§ **Task details**:
Rewrite all of the data below with every "JSON array" replaced by "JSON list" and everything else left unchanged. Leave the pictures out of your answer.

§ **Extracted material**:
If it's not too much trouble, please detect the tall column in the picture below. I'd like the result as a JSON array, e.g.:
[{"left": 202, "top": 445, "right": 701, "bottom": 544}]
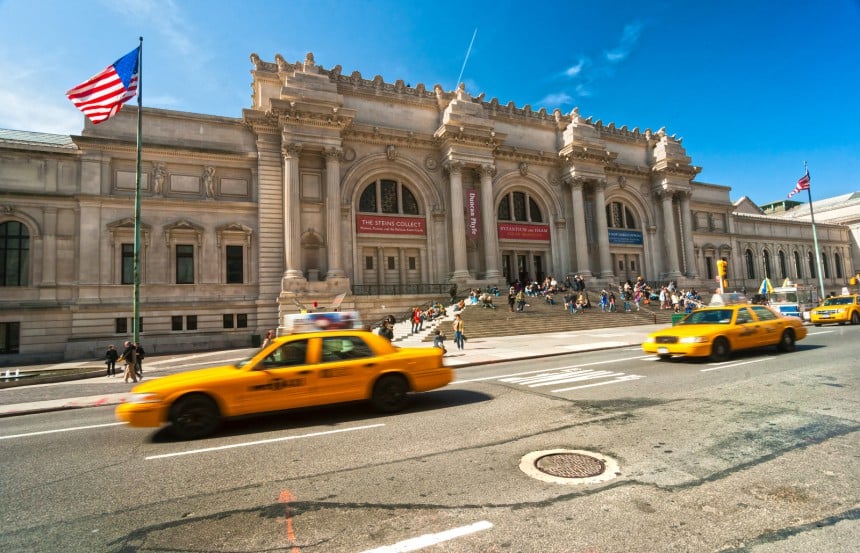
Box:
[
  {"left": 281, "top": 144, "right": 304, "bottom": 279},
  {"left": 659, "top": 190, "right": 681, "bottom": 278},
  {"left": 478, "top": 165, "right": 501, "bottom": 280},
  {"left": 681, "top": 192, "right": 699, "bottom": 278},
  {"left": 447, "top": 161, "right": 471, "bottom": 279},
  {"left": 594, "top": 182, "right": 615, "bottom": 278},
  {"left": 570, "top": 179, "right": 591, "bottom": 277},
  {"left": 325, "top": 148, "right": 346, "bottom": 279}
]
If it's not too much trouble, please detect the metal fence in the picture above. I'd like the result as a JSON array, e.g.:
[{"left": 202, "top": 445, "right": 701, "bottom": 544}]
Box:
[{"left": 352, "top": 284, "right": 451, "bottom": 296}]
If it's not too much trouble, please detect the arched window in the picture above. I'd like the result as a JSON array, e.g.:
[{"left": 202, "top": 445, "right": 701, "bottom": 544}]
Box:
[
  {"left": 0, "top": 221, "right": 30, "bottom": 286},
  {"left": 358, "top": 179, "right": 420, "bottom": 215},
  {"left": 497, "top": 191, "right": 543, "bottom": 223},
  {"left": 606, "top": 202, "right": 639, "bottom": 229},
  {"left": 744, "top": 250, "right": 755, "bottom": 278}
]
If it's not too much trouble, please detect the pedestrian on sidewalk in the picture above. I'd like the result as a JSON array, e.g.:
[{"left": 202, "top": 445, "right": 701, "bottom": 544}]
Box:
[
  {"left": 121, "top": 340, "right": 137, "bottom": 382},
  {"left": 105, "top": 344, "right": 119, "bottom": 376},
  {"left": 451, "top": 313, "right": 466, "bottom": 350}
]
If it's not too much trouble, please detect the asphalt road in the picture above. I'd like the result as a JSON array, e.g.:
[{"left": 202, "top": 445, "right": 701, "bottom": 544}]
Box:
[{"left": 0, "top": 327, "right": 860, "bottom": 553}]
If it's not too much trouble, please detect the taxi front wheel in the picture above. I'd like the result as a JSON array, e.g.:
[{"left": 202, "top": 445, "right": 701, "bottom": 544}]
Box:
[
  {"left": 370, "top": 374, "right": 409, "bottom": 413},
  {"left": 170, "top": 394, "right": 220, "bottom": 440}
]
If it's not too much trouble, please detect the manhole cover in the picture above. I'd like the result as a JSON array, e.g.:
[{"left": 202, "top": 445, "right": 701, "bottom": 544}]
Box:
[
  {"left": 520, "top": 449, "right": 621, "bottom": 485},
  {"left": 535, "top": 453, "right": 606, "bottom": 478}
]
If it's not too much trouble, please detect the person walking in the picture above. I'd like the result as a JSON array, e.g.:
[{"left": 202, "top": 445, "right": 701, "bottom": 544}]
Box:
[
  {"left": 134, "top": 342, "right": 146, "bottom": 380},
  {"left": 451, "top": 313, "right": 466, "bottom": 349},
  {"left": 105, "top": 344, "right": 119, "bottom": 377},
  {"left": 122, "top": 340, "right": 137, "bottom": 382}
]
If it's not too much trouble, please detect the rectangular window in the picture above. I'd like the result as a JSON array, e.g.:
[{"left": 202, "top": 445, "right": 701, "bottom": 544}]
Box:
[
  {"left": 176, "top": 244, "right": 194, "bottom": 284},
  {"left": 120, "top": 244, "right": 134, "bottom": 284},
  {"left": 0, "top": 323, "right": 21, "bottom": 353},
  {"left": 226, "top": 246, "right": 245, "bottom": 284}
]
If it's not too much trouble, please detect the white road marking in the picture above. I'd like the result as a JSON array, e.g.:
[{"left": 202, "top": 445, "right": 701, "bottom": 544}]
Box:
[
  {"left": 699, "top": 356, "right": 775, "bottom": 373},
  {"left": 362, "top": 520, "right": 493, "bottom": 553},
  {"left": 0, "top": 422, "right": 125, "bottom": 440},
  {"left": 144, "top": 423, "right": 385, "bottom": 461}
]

§ **Exercise answer**:
If it's not too much trouble, please detect the tall column in the picture below. I'd like the result as a JSON list, e.g.:
[{"left": 202, "top": 445, "right": 701, "bottom": 544}]
Box:
[
  {"left": 281, "top": 144, "right": 304, "bottom": 279},
  {"left": 659, "top": 190, "right": 681, "bottom": 278},
  {"left": 478, "top": 165, "right": 501, "bottom": 280},
  {"left": 681, "top": 192, "right": 699, "bottom": 278},
  {"left": 447, "top": 161, "right": 471, "bottom": 279},
  {"left": 594, "top": 182, "right": 615, "bottom": 278},
  {"left": 570, "top": 179, "right": 591, "bottom": 277},
  {"left": 325, "top": 148, "right": 346, "bottom": 279}
]
If it's not too much trouble, please detect the metal fence in the picture above. I'd like the result as a JSON list, e.g.:
[{"left": 202, "top": 445, "right": 701, "bottom": 544}]
Box:
[{"left": 352, "top": 284, "right": 451, "bottom": 296}]
If it's not too much trouble, please detect the arched window in the picture above. I'd like the result as a JSON list, e.g.:
[{"left": 202, "top": 445, "right": 701, "bottom": 544}]
Box:
[
  {"left": 0, "top": 221, "right": 30, "bottom": 286},
  {"left": 358, "top": 179, "right": 420, "bottom": 215},
  {"left": 497, "top": 191, "right": 543, "bottom": 223},
  {"left": 606, "top": 202, "right": 639, "bottom": 229},
  {"left": 744, "top": 250, "right": 755, "bottom": 278}
]
If it's not too much trouble, please detect the pedestrian on sidewalk in the picture above. I'd like the result as a JSON list, e.g.:
[{"left": 202, "top": 445, "right": 701, "bottom": 544}]
Box:
[
  {"left": 121, "top": 340, "right": 137, "bottom": 382},
  {"left": 105, "top": 344, "right": 119, "bottom": 376},
  {"left": 451, "top": 313, "right": 466, "bottom": 350}
]
If it's not too much trouble, please detect the asphalt road in the picture above. I'd like the result as a JSON list, e.g.:
[{"left": 202, "top": 445, "right": 701, "bottom": 544}]
Box:
[{"left": 0, "top": 327, "right": 860, "bottom": 553}]
If it's not too much trouble, please detect the taxi front wheel in the picture above. I'd like the result as a JSON list, e.g.:
[{"left": 202, "top": 445, "right": 701, "bottom": 544}]
Box:
[
  {"left": 370, "top": 374, "right": 409, "bottom": 413},
  {"left": 170, "top": 394, "right": 220, "bottom": 440}
]
If it's not too much trouble, please detect the manhole cover in the picture above. I'd like the result as a JSON list, e.g.:
[{"left": 202, "top": 445, "right": 701, "bottom": 544}]
Box:
[
  {"left": 520, "top": 449, "right": 621, "bottom": 485},
  {"left": 535, "top": 453, "right": 606, "bottom": 478}
]
If it's not too much trouble, please detect the person walking in the picture above. I'd like the result as a JSON list, e.g.:
[{"left": 202, "top": 445, "right": 701, "bottom": 544}]
Box:
[
  {"left": 134, "top": 342, "right": 146, "bottom": 380},
  {"left": 451, "top": 313, "right": 466, "bottom": 349},
  {"left": 105, "top": 344, "right": 119, "bottom": 377},
  {"left": 122, "top": 340, "right": 137, "bottom": 382}
]
If it's not too much trouble, please detect the rectangular window in the picture above. I'd like the result as a JSON list, e.g.:
[{"left": 202, "top": 445, "right": 701, "bottom": 544}]
Box:
[
  {"left": 176, "top": 244, "right": 194, "bottom": 284},
  {"left": 120, "top": 244, "right": 134, "bottom": 284},
  {"left": 0, "top": 323, "right": 21, "bottom": 353},
  {"left": 226, "top": 246, "right": 245, "bottom": 284}
]
If it's not too much trouble, please detect the white road marking in the picture above. I'd like the result as a JSON list, e.g.:
[{"left": 202, "top": 445, "right": 701, "bottom": 544}]
Box:
[
  {"left": 699, "top": 356, "right": 775, "bottom": 373},
  {"left": 362, "top": 520, "right": 493, "bottom": 553},
  {"left": 0, "top": 422, "right": 125, "bottom": 440},
  {"left": 144, "top": 423, "right": 385, "bottom": 461}
]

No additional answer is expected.